───── Extrait du document ─────
B. LES CONFLITS D'USAGE EN SITUATION DE CRISE : FAIRE FACE AUX SÉCHERESSES
1. La sécheresse : d'exceptionnelle à habituelle et généralisée
Les sécheresses sont le produit de plusieurs phénomènes qui peuvent se combiner :
- la sécheresse météorologique , résultant du manque de pluie ;
- la sécheresse agricole , résultant d'un manque d'eau dans les sols ;
- la sécheresse hydrologique , résultant d'un niveau bas des nappes souterraines, des retenues de surface et des cours d'eau.
L'irrégularité des précipitations du printemps et de l'été expose à des situations de sécheresse, qui ont toujours existé, même dans un pays tempéré comme la France.
La chronique des dernières années , retracée par le Bulletin national de situation hydrologique (BSH), publié tous les mois sous l'égide de l'Office international de l'eau 35 ( * ) montre toutefois que la sécheresse n'est plus un phénomène ponctuel (comme en 1949 et 1950, en 1976, en 1989-1990 ou encore en 2003), mais tend à devenir récurrente et généralisée . À la fois plus précoces et plus longs, les épisodes de sécheresse sont aussi constatés sur un territoire de plus en plus étendu. Au-delà des régions méridionales habituées à la rareté de l'eau durant la saison chaude, ce sont désormais les régions septentrionales et de l'Est de l'hexagone qui doivent faire face à la raréfaction des pluies, au manque d'eau qui en résulte et aux effets délétères que cela produit.
Début août 2017 , 82 départements étaient touchés totalement ou partiellement par la sécheresse, dont 30 étaient considérés comme en crise. Des territoires habituellement peu concernés par la sécheresse comme la Bretagne ou la Normandie étaient alors particulièrement affectés par le manque d'eau 36 ( * ) .
De nouveau, en 2018 , une sécheresse exceptionnelle associée à des températures élevées durant l'été et le début de l'automne a frappé le Grand Est et la Bourgogne-Franche-Comté, entraînant la mort d'arbres dans les massifs forestiers, les feuillus (hêtres, charmes, tilleuls, chênes) et les résineux (sapins, pins en particulier les douglas) étant autant concernés 37 ( * ) . Cette sécheresse tardive avait conduit à mettre en place des restrictions d'eau durant l'automne dans un peu plus de 60 départements.
En 2019 , l'absence de pluies sur la moitié nord de la France et la succession d'épisodes caniculaires ont là aussi conduit à une sécheresse quasi généralisée, à l'exception des départements du pourtour méditerranéen. Fin août 2019, 87 départements faisaient l'objet de mesures de restrictions, dont un peu moins de 40 étaient considérés comme étant en crise 38 ( * ) .
L'année 2020 a été elle aussi particulièrement sèche, l'été 2020 ayant battu le record de sécheresse depuis le début des mesures effectuées par Météo France en 1959. La combinaison d'un déficit de précipitations et d'une forte chaleur estivale, en particulier sur le quart Nord-Est du pays, a conduit à des restrictions d'eau dans 79 départements 39 ( * ) .
2021 marque un léger répit, puisqu'à la fin de l'été, seulement 38 départements étaient soumis à des mesures de restriction d'eau, essentiellement dans l'Ouest et le Sud-Ouest de la France 40 ( * ) .
───── Matériel fourni ─────
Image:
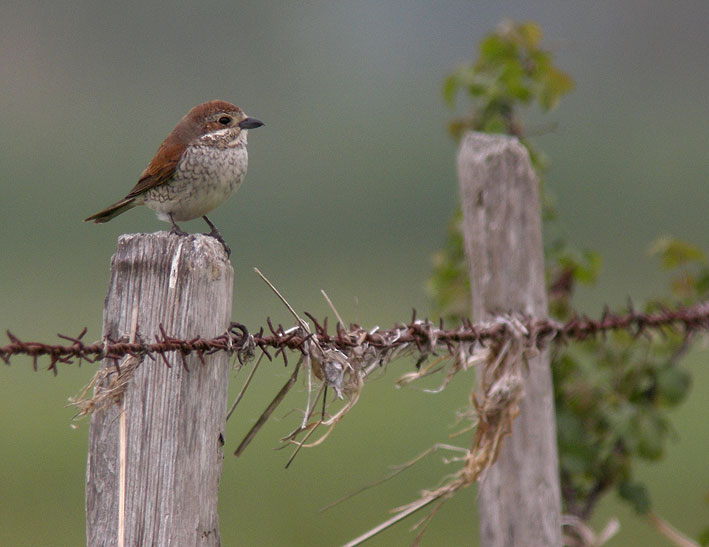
─────
Consigne 1
Extrayez du texte sur les sécheresses le passage qui va de « Début août 2017 » jusqu'à « de 60 départements. » inclus, mot pour mot.
Consigne 2
Prolongez le texte sur les sécheresses au-delà de sa dernière phrase.
La liste ci-dessus n'a aucun rôle à jouer ici.

Réponse finale 1
Début août 2017 , 82 départements étaient touchés totalement ou partiellement par la sécheresse, dont 30 étaient considérés comme en crise. Des territoires habituellement peu concernés par la sécheresse comme la Bretagne ou la Normandie étaient alors particulièrement affectés par le manque d'eau 36 ( * ) .
De nouveau, en 2018 , une sécheresse exceptionnelle associée à des températures élevées durant l'été et le début de l'automne a frappé le Grand Est et la Bourgogne-Franche-Comté, entraînant la mort d'arbres dans les massifs forestiers, les feuillus (hêtres, charmes, tilleuls, chênes) et les résineux (sapins, pins en particulier les douglas) étant autant concernés 37 ( * ) . Cette sécheresse tardive avait conduit à mettre en place des restrictions d'eau durant l'automne dans un peu plus de 60 départements.

Réponse finale 2
En 2022 , nous venons de vivre une situation historique de sécheresse, touchant la quasi-totalité du territoire hexagonal. Le mois d'août se classe au second rang des mois d'août les plus chauds depuis le début du XX ème siècle, avec une température moyenne de 23,7 °C soit 2,6 °C au-dessus de la moyenne mensuelle historique. Parallèlement, la pluviométrie mensuelle était déficitaire de plus de 30 %. Début octobre, encore 79 départements étaient concernés par des mesures de restriction d'eau, et 44 d'entre eux étaient considérés comme étant en crise 41 ( * ) .
2. Un cadre de régulation collective des crises de l'eau sous l'égide de l'État.
Pour faire face aux périodes d'insuffisance d'eau, les préfets disposent de pouvoirs exceptionnels leur permettant de mettre en oeuvre des mesures de restriction des usages de l'eau pour l'ensemble des utilisateurs, particuliers comme professionnels.
L'échelle des mesures à prendre est graduée selon la gravité de la situation , avec quatre niveaux règlementaires d'intervention définis par l'article R.211-66 du code de l'environnement, modifié en ce sens par un décret récent de 2021 42 ( * ) :
- Vigilance : les utilisateurs de l'eau sont simplement sensibilisés à la nécessité de faire des économies d'eau.
- Alerte : des réductions des prélèvements et l'interdiction de certaines activités comme l'arrosage en journée, le remplissage des piscines ou le lavage de véhicules, ou encore l'irrigation des cultures par aspersion entre 11h et 18h peuvent être imposés.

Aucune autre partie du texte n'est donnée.